====== READING PASSAGE

Archer two-seater flying taxi makes splashy debut in hot eVTOL market

https://www.autoblog.com/2021/06/11/archer-air-taxi-reveal-event/


LOS ANGELES — Archer Aviation unveiled its first electric flying taxi “Maker” in a Tesla-style debut on Thursday as an increasing number of investors and aviation companies pile into the hot but yet-to-be-approved urban air mobility space.

Interest in zero-emission aircraft that take off and land like helicopters but fly like planes is growing as aerospace companies look for new markets and face pressure to help decarbonize their industry though the battery-operated vehicles.

Maker’s debut, staged at a hangar using XR technology to simulate a ride, followed news on Thursday of two separate deals involving electric Vertical Take-Off and Landing (eVTOL) aircraft companies based in Britain and Brazil.

Archer’s aircraft does not yet fly commercially, but it mounted an extravagant show under a new chief creative officer who has decades of experience in experiential design and television production, Kenny Taht, to attract attention.

Archer expects Maker’s commercial launch in 2024 in Los Angeles and Miami and is in the process of certifying the piloted four-passenger aircraft with the Federal Aviation Administration, co-founder and co-CEO Brett Adcock told Reuters.

“Our real goal is to make a mass market transportation solution in and around cities,” Adcock said.

============

EXERCISE DETAILS:
Answer these questions from the article on Archer's flying taxi:
1. What is the name of Archer Aviation's first electric flying taxi?
2. Who is Archer's new chief creative officer?
3. In which cities does Archer expect the aircraft's commercial launch in 2024?

====== THE DATA

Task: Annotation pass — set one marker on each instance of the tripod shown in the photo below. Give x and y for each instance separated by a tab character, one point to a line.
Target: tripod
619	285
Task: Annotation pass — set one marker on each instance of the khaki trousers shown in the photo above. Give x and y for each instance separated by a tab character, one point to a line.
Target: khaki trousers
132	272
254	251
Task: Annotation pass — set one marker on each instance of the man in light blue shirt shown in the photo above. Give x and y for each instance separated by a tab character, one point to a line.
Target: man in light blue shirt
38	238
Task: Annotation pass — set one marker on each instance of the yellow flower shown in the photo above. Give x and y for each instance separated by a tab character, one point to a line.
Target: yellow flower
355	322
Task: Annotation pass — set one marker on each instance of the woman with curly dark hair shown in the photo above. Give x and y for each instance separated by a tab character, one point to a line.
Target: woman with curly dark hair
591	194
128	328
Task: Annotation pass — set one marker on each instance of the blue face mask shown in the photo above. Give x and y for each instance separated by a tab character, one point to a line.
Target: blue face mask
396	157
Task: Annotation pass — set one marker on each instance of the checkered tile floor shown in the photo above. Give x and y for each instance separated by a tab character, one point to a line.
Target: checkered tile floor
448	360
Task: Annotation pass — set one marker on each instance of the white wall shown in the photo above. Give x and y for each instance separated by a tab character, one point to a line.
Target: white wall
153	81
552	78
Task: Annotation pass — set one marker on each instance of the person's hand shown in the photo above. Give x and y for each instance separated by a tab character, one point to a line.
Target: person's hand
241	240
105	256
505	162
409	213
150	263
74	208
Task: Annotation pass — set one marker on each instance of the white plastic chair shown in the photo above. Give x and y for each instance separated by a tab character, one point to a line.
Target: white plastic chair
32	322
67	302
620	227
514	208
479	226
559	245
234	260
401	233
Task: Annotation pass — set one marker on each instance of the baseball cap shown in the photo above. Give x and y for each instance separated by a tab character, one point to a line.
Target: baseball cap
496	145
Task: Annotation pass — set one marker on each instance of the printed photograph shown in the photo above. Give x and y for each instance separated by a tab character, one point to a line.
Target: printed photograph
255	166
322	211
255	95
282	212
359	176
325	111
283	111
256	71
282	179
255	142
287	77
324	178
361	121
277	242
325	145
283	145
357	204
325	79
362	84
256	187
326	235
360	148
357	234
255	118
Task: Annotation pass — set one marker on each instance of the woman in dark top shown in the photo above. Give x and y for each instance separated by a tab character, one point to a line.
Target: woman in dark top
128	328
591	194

============

TASK ANSWER:
1. Maker
2. Kenny Taht
3. Los Angeles and Miami